→ EXERCISE AIM: Return each of the rows below verbatim, keeping every character and line break unchanged.

→ EXERCISE INPUT:
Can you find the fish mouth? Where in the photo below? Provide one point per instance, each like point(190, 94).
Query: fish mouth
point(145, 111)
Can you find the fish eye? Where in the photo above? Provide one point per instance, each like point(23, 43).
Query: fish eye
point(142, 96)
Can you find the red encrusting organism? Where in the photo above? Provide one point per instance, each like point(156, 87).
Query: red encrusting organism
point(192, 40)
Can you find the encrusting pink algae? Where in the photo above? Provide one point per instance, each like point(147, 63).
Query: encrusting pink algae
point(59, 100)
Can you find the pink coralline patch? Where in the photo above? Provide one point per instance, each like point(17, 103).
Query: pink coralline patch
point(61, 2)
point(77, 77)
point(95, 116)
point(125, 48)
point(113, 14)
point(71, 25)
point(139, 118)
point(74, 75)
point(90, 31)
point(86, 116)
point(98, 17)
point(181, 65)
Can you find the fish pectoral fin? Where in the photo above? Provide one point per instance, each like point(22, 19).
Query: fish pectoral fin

→ TASK OUTPUT:
Can you find the fish mouth? Where in the photo below? Provide one point per instance, each like point(190, 94).
Query: fish mouth
point(145, 111)
Can you find the fish eye? Where in the photo above? Provide one point per instance, each like point(23, 43).
Query: fish eye
point(142, 96)
Can you find the red encrusting organism? Where in the photo above? Provide one point per instance, each like point(156, 87).
Query: red encrusting organism
point(192, 40)
Can you find the encrusting pink algae? Where in the photo above? Provide one point per instance, each like point(147, 63).
Query: encrusting pink algae
point(59, 100)
Can you find the pink coralline patch? Where in the photo above? Provide one point per instance, each like point(17, 103).
Query: pink coralline patch
point(61, 2)
point(77, 77)
point(95, 116)
point(125, 48)
point(113, 14)
point(71, 25)
point(139, 118)
point(74, 75)
point(90, 31)
point(86, 116)
point(98, 17)
point(181, 65)
Can you find the fish pectoral fin? Where in the photo above? Provide one point per instance, each like point(22, 19).
Query: fish pectoral fin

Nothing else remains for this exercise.